● **Directive A**
Print the mailing-list message below from "Ya. And it’s" down to "world is this?", reproducing it character for character.
● **Directive B**
Identify every line in the rows below that contains the string "wall", treating uppercase and lowercase as distinct, and copy each such line in full.

● **Document text**
== == ==

Ya. And it’s not from Michigan but Minnesota!

You betcha.

--
Chris Elmquist

> On Apr 24, 2020, at 7:00 PM, Fred Cisin via cctalk <cctalk@classiccmp.org> 
> wrote:
> 
> 
>> 
>>> What in the world is this?
> 
>> On Fri, 24 Apr 2020, Adrian Graham via cctalk wrote:
>> It’s a word processor, pure and simple. I have the later version and have 
>> kind of been collecting tales of the Cassette Power Typing company of 
>> Michigan -
>> http://binarydinosaurs.co.uk/Museum/cpt
> 
> Thank you for a delightful page.  I hadn't previously noticed it.
> 
> 
> Trivial corrections:
> 
> In Nov 2005 update, it says that the 9000 had an 8086 processor.
> In Jan 2007 update, it says that Win 3.1 was run on it.
> Windows 3.10 required A20 support, and would not run on the 8088/8086, so 
> that would have had to have been Windows 3.00,
> OR the 9000 processor was 80X86, specifically 80286.
> OR, the 9000 got a processor update.
> (The pictures at the bottom of the page, of ISA boards, are clearly 16 bit 
> ISA, which would be 80286, not 8086)
> 
> In Sep 2008, Gary Simpson seems to have confused Double-SIDED with 
> Double-DENSITY. Punching another hole is needed to convert 8" disks back and 
> forth between single and double SIDED.   and is unrelated to density.

== == ==

● **Extracted rows**

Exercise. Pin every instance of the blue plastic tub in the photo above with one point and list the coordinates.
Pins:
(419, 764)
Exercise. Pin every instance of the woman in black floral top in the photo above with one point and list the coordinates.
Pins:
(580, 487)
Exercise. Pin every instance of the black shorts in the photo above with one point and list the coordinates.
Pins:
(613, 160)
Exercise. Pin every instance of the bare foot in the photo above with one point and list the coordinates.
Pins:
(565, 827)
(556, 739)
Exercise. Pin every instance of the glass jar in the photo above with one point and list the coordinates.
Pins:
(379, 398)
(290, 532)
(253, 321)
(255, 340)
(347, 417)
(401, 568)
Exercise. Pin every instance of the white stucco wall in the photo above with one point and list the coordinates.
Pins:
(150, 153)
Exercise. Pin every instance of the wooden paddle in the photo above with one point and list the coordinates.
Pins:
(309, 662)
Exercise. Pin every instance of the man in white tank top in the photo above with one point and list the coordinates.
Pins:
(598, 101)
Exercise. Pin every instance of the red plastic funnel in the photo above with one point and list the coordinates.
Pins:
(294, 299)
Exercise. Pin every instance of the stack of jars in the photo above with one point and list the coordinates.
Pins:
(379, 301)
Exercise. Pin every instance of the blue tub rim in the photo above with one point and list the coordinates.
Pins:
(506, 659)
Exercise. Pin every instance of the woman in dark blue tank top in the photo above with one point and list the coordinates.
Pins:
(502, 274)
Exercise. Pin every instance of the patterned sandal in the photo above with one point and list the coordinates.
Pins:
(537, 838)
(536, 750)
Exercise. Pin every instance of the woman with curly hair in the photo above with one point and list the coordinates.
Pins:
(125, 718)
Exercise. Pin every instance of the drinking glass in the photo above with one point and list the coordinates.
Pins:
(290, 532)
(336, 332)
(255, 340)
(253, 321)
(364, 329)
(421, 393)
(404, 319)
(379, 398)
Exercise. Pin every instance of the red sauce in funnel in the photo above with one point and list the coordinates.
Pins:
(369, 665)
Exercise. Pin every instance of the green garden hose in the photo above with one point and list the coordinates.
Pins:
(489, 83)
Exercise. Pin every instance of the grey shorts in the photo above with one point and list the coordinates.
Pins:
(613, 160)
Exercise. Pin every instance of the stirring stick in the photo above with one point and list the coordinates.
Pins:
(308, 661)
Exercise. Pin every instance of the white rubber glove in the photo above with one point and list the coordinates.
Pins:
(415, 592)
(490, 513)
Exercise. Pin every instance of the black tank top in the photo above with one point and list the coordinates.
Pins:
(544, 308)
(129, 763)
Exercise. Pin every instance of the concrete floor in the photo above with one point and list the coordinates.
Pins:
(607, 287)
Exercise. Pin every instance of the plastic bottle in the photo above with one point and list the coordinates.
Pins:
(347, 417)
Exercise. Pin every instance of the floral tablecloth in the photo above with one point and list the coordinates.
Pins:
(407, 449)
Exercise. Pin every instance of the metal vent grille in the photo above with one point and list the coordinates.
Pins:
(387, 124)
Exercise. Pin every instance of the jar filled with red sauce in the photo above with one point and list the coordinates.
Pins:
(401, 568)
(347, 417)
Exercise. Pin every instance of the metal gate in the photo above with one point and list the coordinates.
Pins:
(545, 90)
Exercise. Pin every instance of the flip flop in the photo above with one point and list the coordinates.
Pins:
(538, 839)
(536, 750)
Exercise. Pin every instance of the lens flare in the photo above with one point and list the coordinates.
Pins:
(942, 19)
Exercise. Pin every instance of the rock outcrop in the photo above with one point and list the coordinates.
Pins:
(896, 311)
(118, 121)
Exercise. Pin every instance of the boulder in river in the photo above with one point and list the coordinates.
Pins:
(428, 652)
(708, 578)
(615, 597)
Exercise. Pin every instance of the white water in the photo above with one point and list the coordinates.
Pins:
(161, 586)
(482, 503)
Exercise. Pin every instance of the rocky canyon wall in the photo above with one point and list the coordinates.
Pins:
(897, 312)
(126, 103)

== == ==

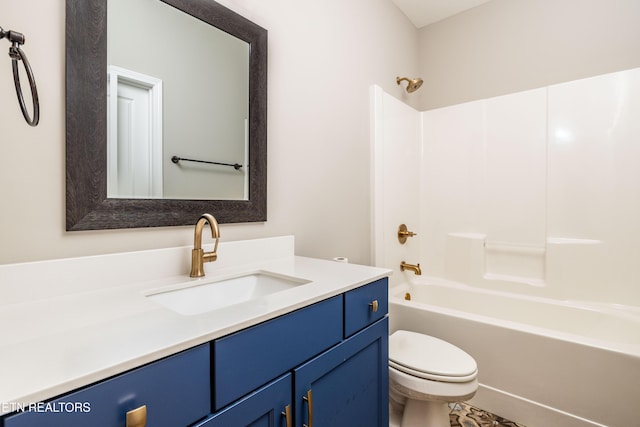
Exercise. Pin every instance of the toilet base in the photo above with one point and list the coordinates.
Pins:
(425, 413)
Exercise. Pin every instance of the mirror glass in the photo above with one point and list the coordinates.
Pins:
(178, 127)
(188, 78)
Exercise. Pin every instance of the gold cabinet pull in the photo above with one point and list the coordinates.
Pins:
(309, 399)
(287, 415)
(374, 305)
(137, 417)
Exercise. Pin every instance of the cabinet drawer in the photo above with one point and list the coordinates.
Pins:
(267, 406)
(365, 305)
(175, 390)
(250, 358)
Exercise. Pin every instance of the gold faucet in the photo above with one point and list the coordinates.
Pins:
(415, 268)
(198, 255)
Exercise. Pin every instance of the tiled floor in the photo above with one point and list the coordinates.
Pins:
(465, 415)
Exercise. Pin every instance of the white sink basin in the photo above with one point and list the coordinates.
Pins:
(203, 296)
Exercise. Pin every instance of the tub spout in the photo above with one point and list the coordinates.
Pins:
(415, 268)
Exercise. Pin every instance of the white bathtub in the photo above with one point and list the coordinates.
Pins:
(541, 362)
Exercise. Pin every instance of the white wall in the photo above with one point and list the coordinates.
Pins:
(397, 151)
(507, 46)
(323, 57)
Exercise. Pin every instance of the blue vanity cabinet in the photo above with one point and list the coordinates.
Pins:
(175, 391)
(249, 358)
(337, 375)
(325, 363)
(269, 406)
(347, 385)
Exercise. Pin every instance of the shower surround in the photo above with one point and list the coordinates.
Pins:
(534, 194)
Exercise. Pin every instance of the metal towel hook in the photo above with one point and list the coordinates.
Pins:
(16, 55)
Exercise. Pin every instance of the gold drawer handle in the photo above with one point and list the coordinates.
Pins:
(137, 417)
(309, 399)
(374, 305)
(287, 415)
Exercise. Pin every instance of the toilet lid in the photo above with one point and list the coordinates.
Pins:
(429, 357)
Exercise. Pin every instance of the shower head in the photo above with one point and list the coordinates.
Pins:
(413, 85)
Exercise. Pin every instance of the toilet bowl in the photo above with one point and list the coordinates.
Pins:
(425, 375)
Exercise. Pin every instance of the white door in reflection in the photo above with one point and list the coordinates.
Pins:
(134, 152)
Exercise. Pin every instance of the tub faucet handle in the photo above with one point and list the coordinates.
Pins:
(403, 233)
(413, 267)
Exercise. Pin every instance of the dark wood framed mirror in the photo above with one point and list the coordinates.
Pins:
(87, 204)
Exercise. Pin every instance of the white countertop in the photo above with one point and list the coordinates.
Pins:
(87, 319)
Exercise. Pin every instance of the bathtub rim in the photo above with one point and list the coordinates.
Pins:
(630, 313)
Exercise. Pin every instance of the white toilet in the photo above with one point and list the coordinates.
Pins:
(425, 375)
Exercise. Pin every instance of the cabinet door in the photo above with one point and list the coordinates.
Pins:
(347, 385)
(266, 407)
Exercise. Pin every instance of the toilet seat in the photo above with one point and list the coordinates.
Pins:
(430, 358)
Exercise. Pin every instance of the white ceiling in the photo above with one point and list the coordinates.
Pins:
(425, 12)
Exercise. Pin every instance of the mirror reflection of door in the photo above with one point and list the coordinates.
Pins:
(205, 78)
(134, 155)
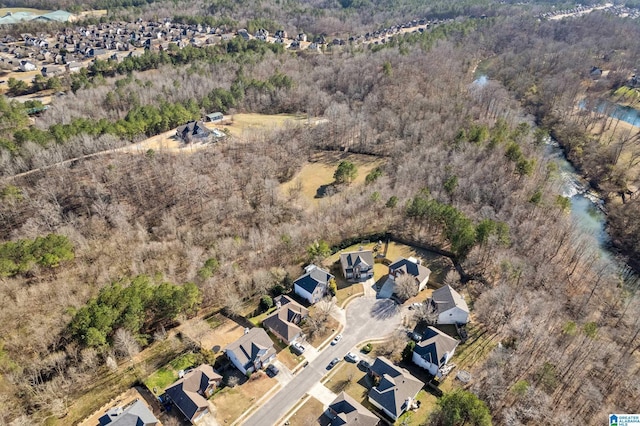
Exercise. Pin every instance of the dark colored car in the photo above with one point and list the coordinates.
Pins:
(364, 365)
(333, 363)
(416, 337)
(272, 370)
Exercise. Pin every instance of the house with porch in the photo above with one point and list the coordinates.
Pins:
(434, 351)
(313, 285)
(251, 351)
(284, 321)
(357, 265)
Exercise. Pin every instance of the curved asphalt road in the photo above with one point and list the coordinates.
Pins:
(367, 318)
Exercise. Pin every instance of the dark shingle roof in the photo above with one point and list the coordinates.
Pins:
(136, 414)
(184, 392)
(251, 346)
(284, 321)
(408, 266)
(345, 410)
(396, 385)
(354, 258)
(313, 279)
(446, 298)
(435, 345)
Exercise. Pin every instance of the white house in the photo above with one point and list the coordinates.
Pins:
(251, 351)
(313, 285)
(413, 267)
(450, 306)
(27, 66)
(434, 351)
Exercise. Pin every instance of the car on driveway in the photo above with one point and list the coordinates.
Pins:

== == ==

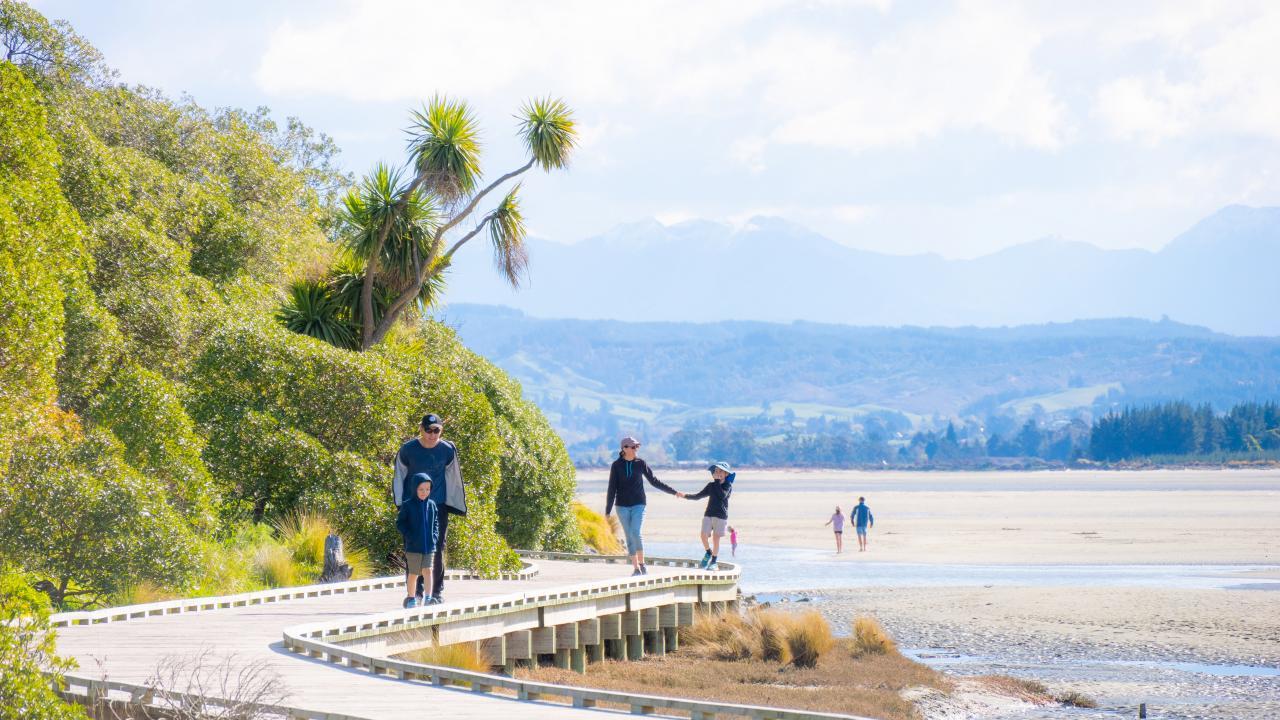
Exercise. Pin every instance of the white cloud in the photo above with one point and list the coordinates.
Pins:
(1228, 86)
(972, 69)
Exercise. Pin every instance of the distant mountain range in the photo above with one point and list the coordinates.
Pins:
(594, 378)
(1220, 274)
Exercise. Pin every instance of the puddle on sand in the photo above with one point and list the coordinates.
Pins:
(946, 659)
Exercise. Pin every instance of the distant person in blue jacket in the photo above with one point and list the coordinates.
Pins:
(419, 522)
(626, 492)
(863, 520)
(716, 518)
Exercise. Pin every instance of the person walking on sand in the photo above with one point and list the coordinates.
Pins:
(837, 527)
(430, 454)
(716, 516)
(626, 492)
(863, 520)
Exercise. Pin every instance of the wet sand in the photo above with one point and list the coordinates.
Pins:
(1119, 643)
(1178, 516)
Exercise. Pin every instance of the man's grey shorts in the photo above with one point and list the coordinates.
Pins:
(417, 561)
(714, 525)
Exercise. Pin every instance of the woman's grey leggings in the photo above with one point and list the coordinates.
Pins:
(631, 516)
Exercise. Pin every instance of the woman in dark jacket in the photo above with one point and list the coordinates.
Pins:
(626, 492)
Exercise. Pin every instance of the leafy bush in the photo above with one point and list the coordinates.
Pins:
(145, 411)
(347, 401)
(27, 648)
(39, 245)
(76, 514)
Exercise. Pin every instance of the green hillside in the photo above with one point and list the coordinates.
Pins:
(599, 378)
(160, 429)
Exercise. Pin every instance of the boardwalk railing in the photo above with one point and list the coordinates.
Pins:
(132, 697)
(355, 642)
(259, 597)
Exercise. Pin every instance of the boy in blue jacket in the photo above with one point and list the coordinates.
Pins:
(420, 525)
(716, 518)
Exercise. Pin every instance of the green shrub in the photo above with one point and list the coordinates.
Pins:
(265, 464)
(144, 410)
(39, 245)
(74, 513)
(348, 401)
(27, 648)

== == ==

● **Complete output A**
Ya. And it’s not from Michigan but Minnesota!

You betcha.

--
Chris Elmquist

> On Apr 24, 2020, at 7:00 PM, Fred Cisin via cctalk <cctalk@classiccmp.org> 
> wrote:
> 
> 
>> 
>>> What in the world is this?

● **Complete output B**
Exercise. Pin every instance of the white stucco wall in the photo above with one point and list the coordinates.
Exercise. Pin every instance of the rocky canyon wall in the photo above with one point and list the coordinates.
Exercise. Pin every instance of the white wall in the photo above with one point and list the coordinates.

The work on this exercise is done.